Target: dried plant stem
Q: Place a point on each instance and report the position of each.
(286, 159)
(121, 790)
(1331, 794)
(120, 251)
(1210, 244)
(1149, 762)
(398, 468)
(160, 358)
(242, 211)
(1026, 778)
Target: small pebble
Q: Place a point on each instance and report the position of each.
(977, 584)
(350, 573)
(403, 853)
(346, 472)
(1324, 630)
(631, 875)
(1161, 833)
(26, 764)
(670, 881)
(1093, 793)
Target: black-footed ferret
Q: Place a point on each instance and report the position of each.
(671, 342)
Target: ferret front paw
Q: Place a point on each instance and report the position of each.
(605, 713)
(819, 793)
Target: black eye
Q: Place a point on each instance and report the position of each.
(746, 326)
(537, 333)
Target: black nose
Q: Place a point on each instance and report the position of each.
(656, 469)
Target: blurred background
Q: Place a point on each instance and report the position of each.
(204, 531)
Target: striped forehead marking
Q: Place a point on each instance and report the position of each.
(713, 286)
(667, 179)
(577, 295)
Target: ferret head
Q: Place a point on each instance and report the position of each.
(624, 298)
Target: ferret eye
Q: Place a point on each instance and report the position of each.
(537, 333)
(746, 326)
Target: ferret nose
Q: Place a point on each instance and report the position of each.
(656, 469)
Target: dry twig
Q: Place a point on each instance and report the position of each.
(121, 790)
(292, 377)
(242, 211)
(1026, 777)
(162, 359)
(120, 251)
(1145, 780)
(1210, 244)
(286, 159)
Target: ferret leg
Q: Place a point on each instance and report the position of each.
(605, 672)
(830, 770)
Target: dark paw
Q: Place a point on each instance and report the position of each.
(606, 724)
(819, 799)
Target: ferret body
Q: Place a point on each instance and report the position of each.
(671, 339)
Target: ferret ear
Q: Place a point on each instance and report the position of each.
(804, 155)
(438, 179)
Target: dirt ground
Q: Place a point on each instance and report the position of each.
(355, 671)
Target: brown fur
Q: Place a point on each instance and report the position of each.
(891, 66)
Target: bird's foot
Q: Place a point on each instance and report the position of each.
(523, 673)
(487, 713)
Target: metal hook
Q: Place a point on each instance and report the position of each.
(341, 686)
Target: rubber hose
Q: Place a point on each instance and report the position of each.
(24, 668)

Task requirements:
Starting at the line that has "Target: blurred background" in the records above, restate word for word every line until the one that has "Target: dry twig", and include that one as well.

Answer to the exercise:
Target: blurred background
Q: Place a point on each instance and report the position of each.
(204, 531)
Target: striped forehead marking
Q: Place a point on each instance and report the position of each.
(713, 286)
(667, 179)
(577, 295)
Target: ferret head
Q: Place a point on each instance and report the position of each.
(624, 298)
Target: ferret eye
Q: Place a point on each instance and report the position of each.
(537, 333)
(746, 326)
Target: ferret nose
Q: Place a point on each instance and report the position of each.
(656, 469)
Target: dry twig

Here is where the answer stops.